VORLIEGENDER TEXT
Mit überwältigendem Erfolg. Früher ist ihr das Geld einfach durch die Finger geronnen, da die
junge Mutter keinen Überblick über Einkünfte und Ausgaben hatte und das Geld in einer
Blechdose in der Küche aufbewahrte. Jetzt bringt sie ihren Gewinn zur Bank und hat einen
genauen Plan, was damit passieren soll. Dank der Unternehmerinnen Fortbildung ist sie nun
eine angesehene und erfolgreiche Geschäftsfrau. Sie hat ausreichend Einkünfte, um ihre
kleine Familie gut zu versorgen und entwickelt zukünftige Expansionspläne für ihr
Unternehmen.
Ein weitere junge Frau, Augustine, ebenfalls in der
Reisverarbeitung tätig, hat auch am SME BL
teilgenommen. Sie setzt sich dafür ein, dass mehr
lokal produzierter Reis genutzt wird, da dieser
nahrhafter und gut für die eigene Wirtschaft ist. Sie
hat bereits jetzt fünf Lehrlinge, die das Handwerk von
ihr lernen. Ihr lokal hergestellter parboiled Reis wird dank des im Rahmen des SME BL
ausgearbeiteten Marketings nun deutlich besser angenommen. Durch den erstellten
Businessplan hat sich auch bei Ihr einiges verändert. Nicht nur, dass ihr kleines Unternehmen
stetig wächst und sie die Zahlen im Blick hat, sondern auch Ihre Stellung in der Gesellschaft hat sich verändert, denn sie ist jetzt die Hauptverdienerin
ihrer Familie und kann ihren Kindern eine bessere Zukunft
ermöglichen. Dank des SME BL hat sie nun auch wieder
mehr Zeit für ihre Kinder, da es eine konkrete Planung gibt,
an die sich gehalten wird.
Eugenie betreibt ein kleines Unternehmen in der Sojaverarbeitung. Sie stellt unter anderem
Käse und Joghurt her. Ihr Ziel ist es, ein größeres Unternehmen mit mehreren Mitarbeitern
aufzubauen, um viele erschwingliche Sojaprodukte herstellen zu können, um so der Mangelund Unterernährung in ihrem Land zu begegnen. Hierzu muss man wissen, dass Soja in Benin
als das „Fleisch der armen Leute“ bekannt ist. Soja ist eine günstige Eiweiß-Protein-Quelle,
die sehr gesund ist. Auch Eugenie hat vom SME BL profitiert und unter anderem, neben den
bereits genannten Vorteilen, wie zum Beispiel der Erstellung eines Businessplans und
Buchführung, gelernt, wie sie ihr Produkt besser platzieren und von anderen abgrenzen kann.

ZU BEARBEITEN
- 1) Fasse den Absatz „Eugenie betreibt ein kleines Unternehmen“ im Text zur Unternehmerinnen-Fortbildung als kurze Stichpunktliste zusammen und behalte dabei seine wichtigsten Fakten bei.
- 2) Liefere eine Fortsetzung des Textes zur Unternehmerinnen-Fortbildung, die an dessen letzten Satz anschließt.

ANGEZEIGTE EINTRÄGE
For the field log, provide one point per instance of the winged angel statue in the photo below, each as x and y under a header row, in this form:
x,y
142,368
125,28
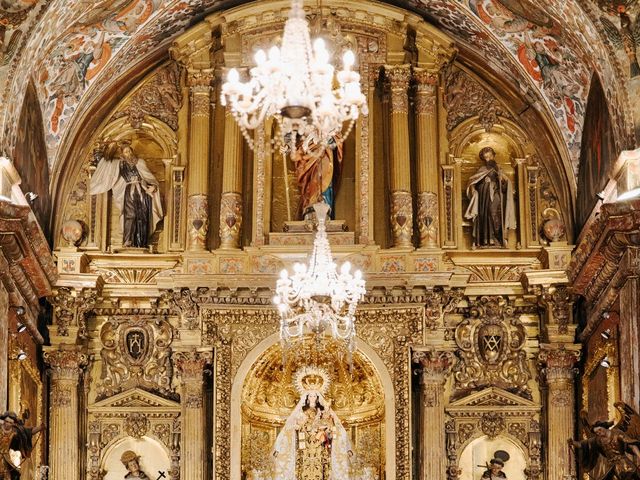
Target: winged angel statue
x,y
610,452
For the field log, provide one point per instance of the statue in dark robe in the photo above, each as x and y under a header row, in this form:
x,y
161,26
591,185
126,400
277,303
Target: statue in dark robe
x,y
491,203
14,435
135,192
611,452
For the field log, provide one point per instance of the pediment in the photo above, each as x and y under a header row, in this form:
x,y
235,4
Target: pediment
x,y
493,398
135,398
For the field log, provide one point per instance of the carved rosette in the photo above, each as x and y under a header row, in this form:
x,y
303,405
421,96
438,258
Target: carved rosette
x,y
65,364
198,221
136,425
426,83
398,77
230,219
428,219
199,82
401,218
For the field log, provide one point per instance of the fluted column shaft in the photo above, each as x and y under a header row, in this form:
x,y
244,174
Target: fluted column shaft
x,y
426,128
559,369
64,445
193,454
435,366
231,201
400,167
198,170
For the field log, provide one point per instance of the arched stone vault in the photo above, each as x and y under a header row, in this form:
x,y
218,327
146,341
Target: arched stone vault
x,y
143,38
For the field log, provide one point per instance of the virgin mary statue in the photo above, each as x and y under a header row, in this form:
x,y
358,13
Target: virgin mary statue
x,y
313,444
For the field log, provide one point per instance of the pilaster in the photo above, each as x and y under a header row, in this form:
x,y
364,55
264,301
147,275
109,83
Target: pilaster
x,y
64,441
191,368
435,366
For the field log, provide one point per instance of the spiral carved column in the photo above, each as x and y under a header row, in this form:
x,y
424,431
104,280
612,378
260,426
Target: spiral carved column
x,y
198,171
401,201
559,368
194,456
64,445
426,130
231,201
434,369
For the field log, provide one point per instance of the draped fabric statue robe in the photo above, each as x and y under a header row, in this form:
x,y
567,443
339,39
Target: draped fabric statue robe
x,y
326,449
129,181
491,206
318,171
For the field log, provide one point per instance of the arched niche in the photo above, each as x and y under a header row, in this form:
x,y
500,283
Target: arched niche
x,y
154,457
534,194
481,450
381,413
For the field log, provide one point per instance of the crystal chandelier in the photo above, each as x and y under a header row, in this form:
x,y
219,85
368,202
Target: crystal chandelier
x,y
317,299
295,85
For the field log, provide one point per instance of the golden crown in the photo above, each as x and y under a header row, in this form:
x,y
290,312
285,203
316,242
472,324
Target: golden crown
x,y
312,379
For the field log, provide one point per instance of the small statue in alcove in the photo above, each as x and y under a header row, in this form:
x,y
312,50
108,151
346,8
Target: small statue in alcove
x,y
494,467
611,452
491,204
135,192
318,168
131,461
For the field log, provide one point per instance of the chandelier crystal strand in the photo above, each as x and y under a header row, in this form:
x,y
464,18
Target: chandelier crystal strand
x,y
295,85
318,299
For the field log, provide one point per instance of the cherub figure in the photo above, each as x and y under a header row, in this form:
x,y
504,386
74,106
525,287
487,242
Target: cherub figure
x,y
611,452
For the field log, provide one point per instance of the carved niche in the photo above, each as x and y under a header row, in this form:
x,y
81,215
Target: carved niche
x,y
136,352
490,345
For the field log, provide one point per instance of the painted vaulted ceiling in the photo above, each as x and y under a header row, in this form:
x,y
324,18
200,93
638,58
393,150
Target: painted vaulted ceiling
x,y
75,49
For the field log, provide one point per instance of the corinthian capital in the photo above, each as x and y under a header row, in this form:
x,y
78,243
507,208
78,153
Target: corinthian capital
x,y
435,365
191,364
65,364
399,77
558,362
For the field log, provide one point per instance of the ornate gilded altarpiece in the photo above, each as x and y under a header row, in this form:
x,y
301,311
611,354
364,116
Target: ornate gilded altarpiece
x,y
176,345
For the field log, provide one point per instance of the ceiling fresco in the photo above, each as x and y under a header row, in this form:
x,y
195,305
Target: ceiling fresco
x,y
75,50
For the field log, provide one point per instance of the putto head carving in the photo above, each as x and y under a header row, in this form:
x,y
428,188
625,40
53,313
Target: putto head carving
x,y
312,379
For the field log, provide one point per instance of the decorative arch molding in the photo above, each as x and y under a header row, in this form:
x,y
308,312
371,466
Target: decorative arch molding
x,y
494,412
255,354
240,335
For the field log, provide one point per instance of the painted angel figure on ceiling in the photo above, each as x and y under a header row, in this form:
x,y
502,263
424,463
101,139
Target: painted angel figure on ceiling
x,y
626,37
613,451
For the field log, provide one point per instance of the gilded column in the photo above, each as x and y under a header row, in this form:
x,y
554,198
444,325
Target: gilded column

LÖSUNGEN
- 1)
- Eugenie führt ein kleines Unternehmen in der Sojaverarbeitung und stellt unter anderem Käse und Joghurt her.
- Sie will ein größeres Unternehmen mit mehreren Mitarbeitern aufbauen. Dort sollen viele erschwingliche Sojaprodukte entstehen, um der Mangel- und Unterernährung in ihrem Land zu begegnen.
- In Benin gilt Soja als „Fleisch der armen Leute“. Es ist eine günstige und sehr gesunde Eiweißquelle.
- Auch sie hat vom SME BL profitiert. Neben Businessplan und Buchführung hat sie gelernt, ihr Produkt besser zu platzieren und von anderen abzugrenzen.

- 2)
Auch ihre Stellung innerhalb der Familie und innerhalb der
Gesellschaft hat sich stark verändert, da sie nun eine
erfolgreiche Unternehmerin ist und ihr eigenes Geld
verdient. Mit Hilfe der Businessplanung ist es ihr möglich,
Familie und Unternehmen unter einen Hut zu bekommen
und nebenbei sogar erfolgreich zu sein.
Die grünen Innovationzentren in Benin sorgen also unter anderem dafür, dass
Unternehmerinnen ihre Stellung in der Familie und Gesellschaft verbessern können und durch
eine verbesserte Planung ihren Familien gerecht werden, eine bessere Zukunft bieten und ihr
Unternehmen leiten können.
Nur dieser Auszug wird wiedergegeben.